Official feedback on OpenGL 4.4 thread

Which functionality exactly?

This on it’s own is cause for joy. Any chance of mandatory full certification being brought back to earlier versions as time goes by and drivers mature?

No. Khronos can’t require certification for specifications that have already gone through ratification and have shipping implementations. Mandatory starts with GL 4.4 implementations. But some vendors who are shipping earlier versions are likely to choose to make conformance submissions on those drivers. All the major desktop IHVs (and one IV who isn’t on desktop at the moment) have been actively contributing to the conformance tests and running them against their drivers during the test development process.

The conformance tests are not going to solve every behavior difference or address every bug - that level of testing is far out of scope relative to the resources Khronos can put into developing tests - but they should be a significant improvement over SGI’s OpenGL CTS,l which was last updated about 14 years ago.

You don’t get it, do you? Aside from there being principle to adhere to here (yeah I know, stupid principle, duh), Mesa is an important entity to pretty much any open-source driver on Linux as it is an OpenGL reference implementation. But the project is open-source, maintained by various people of various companies and independent developers and not by a single, loaded corporation. One might consider that a problem.

Couldn’t agree more…

So, what is to be expected? Just out of interest.

such things as image load\store, ssbo’s, atomic operations and texture views.
30% of the question is actual things you do with this functionality in real projects(except for texture views, it’s kinda obvious). and 70% is what kind of projects and why did you decide to invest your time to implement functionality using those extensions.

So, what is to be expected? Just out of interest.

The GL tests share a codebase with the OpenGL ES 2/3 tests, which a bunch of stuff added for GL-specific features. So there are API coverage and functional tests, in some cases quite comprehensive and in other cases not, and a bunch of shading language tests. There is work underway to integrate a more comprehensive set of GLSL tests contributed by drawElements. We’re still light on tests for the most recently added GL features, but making progress.

That’s reasonable and understandable (particularly in light of vendors who may have 3.x hardware that they no longer ship drivers for), if regrettable. The fear is that some vendors may freeze their implementations at pre-4.4 level in order to avoid the certification requirement, but given your last sentence it seems a lot more positive.

I don’t think many people expect every behaviour difference or bug to be fixed (even D3D with WHQL can’t do that); it’s a good thing to push them in the direction of more consistent and predictable behaviour though (and also good to hear that they’re all on-board with this). I think everyone wants to avoid another Rage, and this is a solid step in the right direction.

Khronos is committed to the creation of royalty-free specifications for use by the entire industry. It is our stated committed mission, and our actions over our history demonstrate that commitment.

DATA EXCERPTS:
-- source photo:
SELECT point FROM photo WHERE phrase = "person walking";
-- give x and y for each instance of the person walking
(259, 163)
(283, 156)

REQUIRED TASKS:
**A.** According to the OpenGL 4.4 feedback thread, how long ago was SGI's OpenGL CTS last updated?
**B.** Copy the passage of the OpenGL 4.4 feedback thread starting with "You don’t get" and going on through "and texture views.".
**C.** Summarize the OpenGL 4.4 feedback thread in two sentences.

ANSWERS BY TASK:
**A.** About 14 years ago.

**B.**
You don’t get it, do you? Aside from there being principle to adhere to here (yeah I know, stupid principle, duh), Mesa is an important entity to pretty much any open-source driver on Linux as it is an OpenGL reference implementation. But the project is open-source, maintained by various people of various companies and independent developers and not by a single, loaded corporation. One might consider that a problem.

Couldn’t agree more…

So, what is to be expected? Just out of interest.

such things as image load\store, ssbo’s, atomic operations and texture views.

**C.** In the OpenGL 4.4 feedback thread, a reply explains that mandatory certification starts with GL 4.4 implementations because Khronos can't require it for specifications already ratified and shipping, though all the major desktop IHVs have contributed to the conformance tests and some vendors may submit earlier drivers. These tests, which share a codebase with the OpenGL ES 2/3 tests, won't address every bug but should be a significant improvement over SGI's OpenGL CTS, and another poster calls the effort a solid step toward more consistent and predictable behavior.